◆ Requirement
Exactly as given, write out the lines from the one containing "Where can you see the porch" through the end of the listing, with both ends included and nothing else.

[Data items]
────────────────────────────────────────

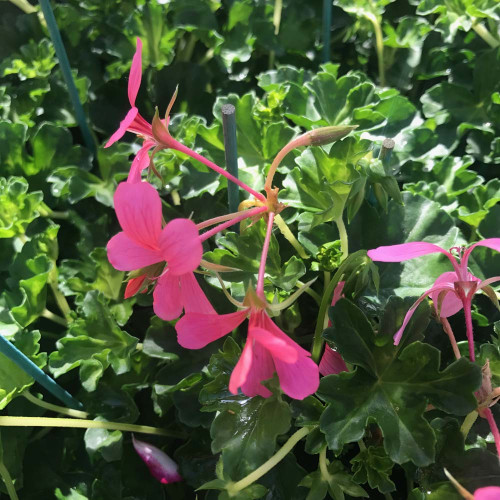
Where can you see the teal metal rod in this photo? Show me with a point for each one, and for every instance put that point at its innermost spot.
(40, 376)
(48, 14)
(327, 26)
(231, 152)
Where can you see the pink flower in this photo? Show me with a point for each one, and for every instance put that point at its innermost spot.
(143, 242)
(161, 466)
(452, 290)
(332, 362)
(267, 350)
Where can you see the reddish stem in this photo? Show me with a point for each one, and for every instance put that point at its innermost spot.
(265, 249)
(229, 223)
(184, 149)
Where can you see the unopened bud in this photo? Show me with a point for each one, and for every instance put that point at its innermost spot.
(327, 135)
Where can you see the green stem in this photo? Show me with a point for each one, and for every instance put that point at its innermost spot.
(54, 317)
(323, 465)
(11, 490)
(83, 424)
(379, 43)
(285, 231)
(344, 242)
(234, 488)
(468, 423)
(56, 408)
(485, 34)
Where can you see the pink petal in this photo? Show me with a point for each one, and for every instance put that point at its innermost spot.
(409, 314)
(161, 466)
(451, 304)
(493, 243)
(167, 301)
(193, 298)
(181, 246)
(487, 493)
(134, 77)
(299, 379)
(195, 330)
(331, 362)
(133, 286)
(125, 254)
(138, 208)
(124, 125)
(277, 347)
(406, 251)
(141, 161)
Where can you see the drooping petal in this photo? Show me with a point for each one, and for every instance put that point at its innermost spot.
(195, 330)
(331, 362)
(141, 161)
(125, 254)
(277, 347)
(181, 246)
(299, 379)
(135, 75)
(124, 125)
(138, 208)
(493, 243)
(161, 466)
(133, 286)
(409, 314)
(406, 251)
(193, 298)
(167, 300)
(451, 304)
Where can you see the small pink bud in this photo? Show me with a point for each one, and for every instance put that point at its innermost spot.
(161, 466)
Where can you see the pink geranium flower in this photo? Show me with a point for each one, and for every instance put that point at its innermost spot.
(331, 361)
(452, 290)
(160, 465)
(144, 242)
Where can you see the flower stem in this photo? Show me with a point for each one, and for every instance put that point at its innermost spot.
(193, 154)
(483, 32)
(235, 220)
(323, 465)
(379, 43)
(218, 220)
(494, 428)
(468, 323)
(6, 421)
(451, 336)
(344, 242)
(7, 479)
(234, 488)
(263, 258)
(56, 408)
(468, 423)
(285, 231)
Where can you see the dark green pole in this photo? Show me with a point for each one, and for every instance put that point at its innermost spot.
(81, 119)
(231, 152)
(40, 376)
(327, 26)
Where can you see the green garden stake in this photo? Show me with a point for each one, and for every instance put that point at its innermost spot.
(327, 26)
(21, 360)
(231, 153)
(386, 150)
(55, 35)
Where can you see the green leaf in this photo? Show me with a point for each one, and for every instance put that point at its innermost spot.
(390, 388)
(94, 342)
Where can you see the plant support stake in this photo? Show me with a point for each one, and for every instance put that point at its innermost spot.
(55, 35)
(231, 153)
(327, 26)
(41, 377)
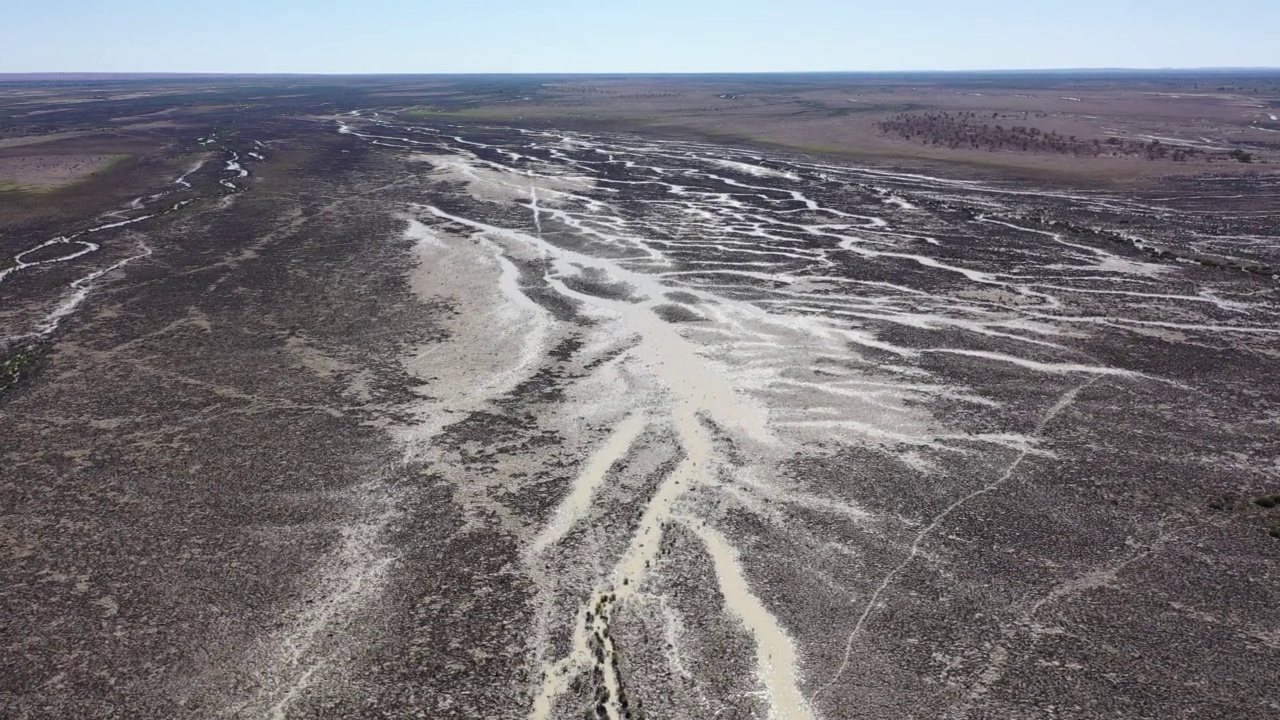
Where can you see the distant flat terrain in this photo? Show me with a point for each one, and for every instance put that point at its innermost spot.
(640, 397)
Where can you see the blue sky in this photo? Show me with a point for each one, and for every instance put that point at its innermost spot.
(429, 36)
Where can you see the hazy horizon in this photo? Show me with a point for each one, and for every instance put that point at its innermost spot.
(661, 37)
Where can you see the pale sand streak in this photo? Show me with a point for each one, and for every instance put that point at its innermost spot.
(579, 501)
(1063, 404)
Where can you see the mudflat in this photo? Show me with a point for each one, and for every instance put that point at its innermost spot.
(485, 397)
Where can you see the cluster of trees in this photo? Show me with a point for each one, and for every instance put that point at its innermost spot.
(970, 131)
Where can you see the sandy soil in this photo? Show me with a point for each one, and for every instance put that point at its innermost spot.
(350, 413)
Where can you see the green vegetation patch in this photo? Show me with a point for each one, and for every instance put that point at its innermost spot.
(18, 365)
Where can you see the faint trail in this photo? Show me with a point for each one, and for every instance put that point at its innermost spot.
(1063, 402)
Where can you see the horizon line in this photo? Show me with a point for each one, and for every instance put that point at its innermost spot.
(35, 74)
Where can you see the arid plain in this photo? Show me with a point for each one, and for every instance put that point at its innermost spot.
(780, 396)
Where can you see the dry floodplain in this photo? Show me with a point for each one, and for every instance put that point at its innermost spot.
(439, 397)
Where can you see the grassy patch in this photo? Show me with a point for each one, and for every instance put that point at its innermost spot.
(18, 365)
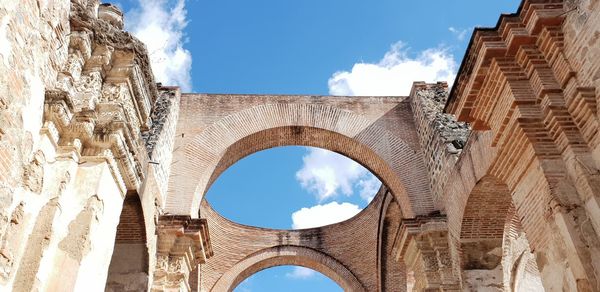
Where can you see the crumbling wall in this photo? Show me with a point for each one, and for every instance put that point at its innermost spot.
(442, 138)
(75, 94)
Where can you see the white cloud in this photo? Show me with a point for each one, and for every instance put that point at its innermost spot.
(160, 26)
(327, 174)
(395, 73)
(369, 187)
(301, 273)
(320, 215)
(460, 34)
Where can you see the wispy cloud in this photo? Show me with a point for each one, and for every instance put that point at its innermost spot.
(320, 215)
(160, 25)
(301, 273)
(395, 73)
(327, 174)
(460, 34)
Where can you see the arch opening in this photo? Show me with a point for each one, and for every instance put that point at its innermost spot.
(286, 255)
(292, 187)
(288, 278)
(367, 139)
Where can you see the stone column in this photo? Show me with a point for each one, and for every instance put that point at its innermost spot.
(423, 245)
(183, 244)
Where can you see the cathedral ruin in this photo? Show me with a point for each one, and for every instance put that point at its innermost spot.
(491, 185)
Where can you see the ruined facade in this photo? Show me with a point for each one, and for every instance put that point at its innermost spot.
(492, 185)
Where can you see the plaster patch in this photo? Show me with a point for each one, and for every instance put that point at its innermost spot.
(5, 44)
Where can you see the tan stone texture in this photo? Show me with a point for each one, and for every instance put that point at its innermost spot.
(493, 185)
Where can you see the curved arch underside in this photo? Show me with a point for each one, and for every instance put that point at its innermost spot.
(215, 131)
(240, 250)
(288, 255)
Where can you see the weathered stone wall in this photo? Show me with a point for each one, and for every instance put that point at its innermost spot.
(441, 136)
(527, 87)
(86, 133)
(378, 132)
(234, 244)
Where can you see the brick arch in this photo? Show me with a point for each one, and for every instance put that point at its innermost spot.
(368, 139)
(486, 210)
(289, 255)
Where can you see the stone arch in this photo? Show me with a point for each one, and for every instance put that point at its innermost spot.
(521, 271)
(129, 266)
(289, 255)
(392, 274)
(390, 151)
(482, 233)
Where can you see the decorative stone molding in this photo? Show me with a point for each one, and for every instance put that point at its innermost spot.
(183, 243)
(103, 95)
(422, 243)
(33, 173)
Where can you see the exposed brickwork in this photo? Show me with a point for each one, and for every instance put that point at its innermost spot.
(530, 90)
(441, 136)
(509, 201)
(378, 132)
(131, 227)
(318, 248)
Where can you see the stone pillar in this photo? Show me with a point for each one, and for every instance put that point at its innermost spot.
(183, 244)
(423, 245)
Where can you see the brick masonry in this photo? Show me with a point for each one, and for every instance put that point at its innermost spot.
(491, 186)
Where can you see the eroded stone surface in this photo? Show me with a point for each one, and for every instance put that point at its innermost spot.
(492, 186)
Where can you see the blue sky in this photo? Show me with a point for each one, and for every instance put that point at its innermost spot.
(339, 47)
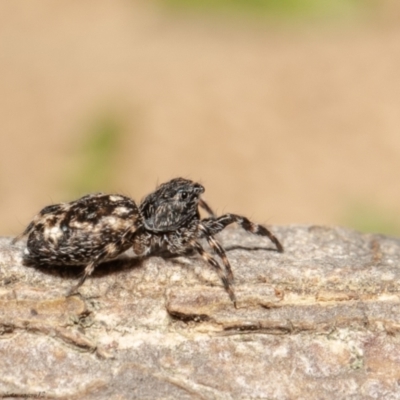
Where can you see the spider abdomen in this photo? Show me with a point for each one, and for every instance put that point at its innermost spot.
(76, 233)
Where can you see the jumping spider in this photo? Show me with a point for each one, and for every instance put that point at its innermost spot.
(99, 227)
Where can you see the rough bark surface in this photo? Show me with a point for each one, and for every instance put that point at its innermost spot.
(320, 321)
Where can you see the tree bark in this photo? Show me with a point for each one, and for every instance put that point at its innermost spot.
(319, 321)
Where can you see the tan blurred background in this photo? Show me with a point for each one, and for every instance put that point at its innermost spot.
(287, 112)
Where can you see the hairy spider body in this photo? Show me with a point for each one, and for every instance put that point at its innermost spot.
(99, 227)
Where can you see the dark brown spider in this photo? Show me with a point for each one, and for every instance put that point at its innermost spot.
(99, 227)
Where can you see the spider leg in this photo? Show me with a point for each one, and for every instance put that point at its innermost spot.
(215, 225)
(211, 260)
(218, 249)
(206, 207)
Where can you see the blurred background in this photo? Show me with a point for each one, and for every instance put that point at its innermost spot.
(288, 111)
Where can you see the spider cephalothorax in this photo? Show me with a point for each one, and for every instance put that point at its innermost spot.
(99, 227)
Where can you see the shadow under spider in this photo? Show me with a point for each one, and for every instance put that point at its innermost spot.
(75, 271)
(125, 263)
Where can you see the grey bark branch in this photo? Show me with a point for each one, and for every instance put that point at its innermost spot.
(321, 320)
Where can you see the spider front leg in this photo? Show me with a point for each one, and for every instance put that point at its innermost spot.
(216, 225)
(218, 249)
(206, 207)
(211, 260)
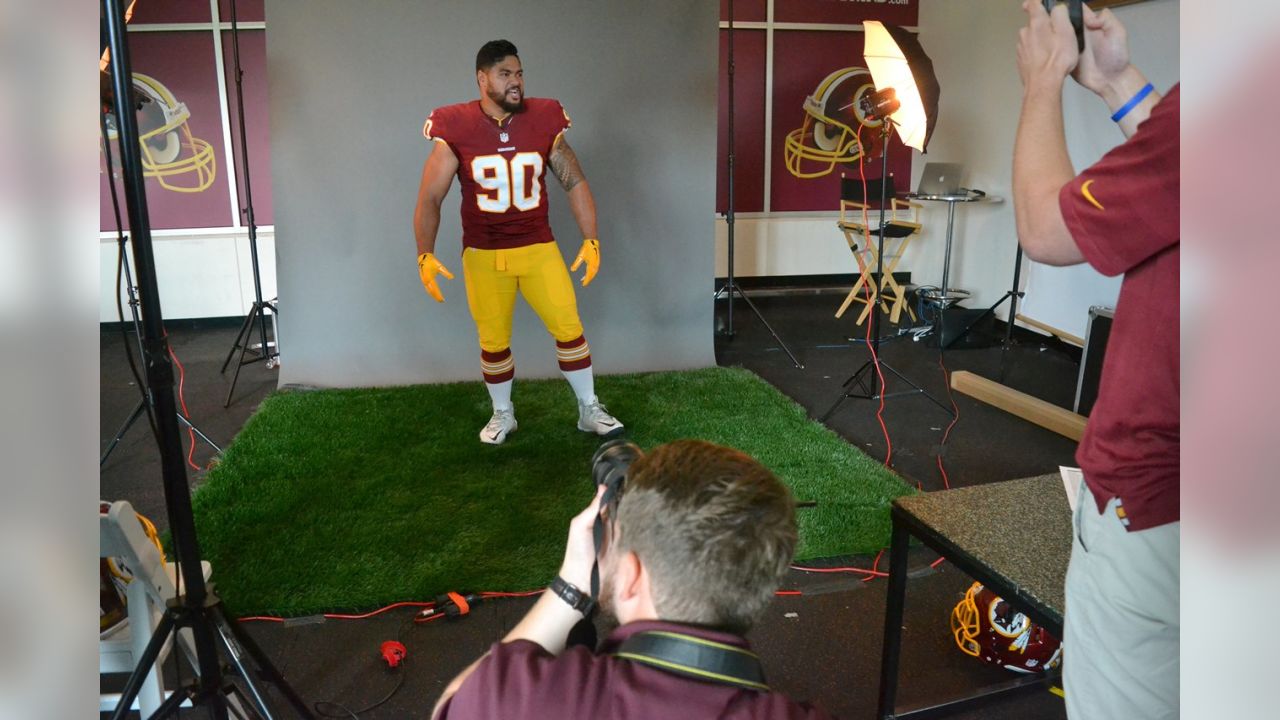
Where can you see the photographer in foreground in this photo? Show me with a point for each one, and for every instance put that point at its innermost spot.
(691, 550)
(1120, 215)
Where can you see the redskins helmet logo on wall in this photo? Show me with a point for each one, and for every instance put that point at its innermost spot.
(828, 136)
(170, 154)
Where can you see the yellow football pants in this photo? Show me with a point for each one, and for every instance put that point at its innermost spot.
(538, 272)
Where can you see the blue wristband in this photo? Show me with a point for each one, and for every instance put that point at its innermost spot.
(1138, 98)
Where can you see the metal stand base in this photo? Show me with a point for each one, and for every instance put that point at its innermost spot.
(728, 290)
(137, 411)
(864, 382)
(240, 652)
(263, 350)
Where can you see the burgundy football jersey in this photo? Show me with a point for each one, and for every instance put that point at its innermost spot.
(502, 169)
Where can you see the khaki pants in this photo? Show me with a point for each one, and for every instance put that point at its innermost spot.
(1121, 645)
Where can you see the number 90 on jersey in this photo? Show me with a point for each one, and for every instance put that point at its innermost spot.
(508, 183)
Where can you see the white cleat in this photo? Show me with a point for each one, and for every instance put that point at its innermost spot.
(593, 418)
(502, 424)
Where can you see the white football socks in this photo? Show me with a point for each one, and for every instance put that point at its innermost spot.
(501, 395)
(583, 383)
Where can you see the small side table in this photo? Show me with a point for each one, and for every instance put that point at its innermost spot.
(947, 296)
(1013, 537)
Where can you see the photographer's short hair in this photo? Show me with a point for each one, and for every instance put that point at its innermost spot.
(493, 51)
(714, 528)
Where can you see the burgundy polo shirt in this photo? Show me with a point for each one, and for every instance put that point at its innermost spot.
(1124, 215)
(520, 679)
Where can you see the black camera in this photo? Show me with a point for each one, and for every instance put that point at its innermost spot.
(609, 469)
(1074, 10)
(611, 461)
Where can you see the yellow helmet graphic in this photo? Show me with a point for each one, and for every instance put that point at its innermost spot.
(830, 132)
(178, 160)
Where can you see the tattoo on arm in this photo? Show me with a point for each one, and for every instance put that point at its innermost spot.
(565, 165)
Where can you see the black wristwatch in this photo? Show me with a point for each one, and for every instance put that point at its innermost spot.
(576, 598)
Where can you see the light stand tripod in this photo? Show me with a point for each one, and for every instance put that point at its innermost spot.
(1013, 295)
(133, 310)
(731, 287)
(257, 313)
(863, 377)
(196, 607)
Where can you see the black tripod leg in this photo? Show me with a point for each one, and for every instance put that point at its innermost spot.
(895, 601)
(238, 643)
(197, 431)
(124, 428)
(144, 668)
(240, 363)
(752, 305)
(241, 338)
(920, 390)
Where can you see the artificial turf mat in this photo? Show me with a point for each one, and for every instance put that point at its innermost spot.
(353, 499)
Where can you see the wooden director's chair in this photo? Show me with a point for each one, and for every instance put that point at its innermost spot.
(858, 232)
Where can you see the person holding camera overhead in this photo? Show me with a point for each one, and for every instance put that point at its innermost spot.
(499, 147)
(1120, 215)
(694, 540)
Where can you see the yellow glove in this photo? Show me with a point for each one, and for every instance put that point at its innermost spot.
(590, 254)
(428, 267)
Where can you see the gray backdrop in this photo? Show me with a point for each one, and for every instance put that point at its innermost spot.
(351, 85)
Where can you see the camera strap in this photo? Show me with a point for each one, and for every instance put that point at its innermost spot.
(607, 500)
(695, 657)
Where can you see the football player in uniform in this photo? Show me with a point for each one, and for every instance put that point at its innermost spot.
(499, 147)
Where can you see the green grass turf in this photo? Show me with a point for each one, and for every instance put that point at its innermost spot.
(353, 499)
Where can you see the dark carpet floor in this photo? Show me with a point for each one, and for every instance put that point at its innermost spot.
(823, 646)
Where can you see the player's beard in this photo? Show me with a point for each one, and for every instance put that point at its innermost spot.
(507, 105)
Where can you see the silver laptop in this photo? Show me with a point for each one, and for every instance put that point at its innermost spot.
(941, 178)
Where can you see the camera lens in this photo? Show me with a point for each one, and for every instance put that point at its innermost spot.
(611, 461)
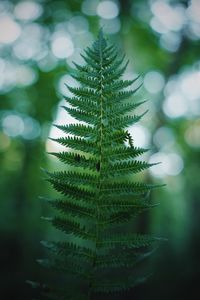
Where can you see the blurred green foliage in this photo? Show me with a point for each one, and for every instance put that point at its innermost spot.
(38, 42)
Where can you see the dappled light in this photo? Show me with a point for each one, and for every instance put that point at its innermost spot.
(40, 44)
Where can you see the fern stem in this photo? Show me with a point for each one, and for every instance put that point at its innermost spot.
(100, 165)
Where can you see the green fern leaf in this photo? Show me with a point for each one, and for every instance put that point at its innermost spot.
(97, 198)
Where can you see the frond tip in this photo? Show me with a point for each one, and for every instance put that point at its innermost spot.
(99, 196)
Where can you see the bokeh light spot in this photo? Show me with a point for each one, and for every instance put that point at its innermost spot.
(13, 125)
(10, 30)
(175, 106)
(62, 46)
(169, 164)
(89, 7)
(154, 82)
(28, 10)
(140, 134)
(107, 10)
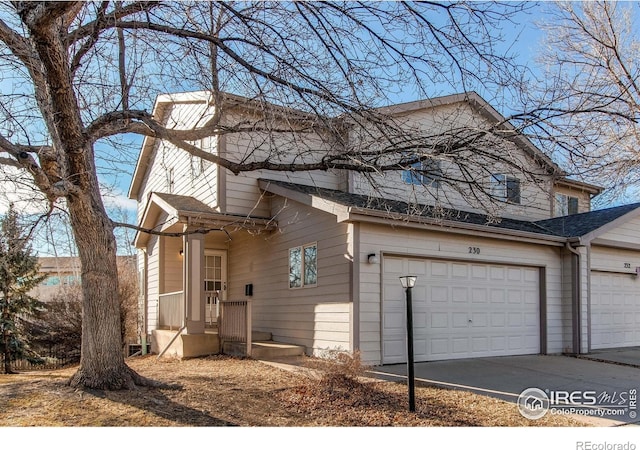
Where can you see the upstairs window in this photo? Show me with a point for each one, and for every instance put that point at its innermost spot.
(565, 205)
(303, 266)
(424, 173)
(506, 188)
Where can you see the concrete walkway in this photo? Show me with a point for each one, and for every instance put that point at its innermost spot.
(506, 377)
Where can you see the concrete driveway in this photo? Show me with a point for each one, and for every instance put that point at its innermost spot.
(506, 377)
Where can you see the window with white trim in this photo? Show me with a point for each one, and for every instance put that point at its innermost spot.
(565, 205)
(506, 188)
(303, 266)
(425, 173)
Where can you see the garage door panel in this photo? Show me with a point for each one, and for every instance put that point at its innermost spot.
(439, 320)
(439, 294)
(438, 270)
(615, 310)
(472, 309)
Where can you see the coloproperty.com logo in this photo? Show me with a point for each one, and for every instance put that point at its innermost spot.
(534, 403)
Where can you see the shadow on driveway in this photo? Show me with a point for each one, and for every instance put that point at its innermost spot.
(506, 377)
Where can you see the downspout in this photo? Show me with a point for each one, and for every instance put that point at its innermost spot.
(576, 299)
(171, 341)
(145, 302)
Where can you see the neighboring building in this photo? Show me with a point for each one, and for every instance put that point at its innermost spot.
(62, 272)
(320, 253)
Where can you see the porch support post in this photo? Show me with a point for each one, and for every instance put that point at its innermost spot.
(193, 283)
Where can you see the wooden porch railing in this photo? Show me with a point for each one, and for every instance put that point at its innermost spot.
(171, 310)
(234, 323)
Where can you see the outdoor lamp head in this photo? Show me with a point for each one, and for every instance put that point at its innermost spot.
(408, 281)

────────────────────────────────────────

◆ Solution to this exercise
Where can you see the porch support post in this photo? Show me with a point for each one, and for every instance put that point at its innermost spot.
(193, 283)
Where can you see the wooden porch railing in this photo? Show me with a point for each one, and for every instance put that point at its innermost spot.
(171, 310)
(234, 323)
Where can you see the outdoor lamp head in this photo? Show me with a point for each one, and for every instance put that point at its innermost spot.
(408, 281)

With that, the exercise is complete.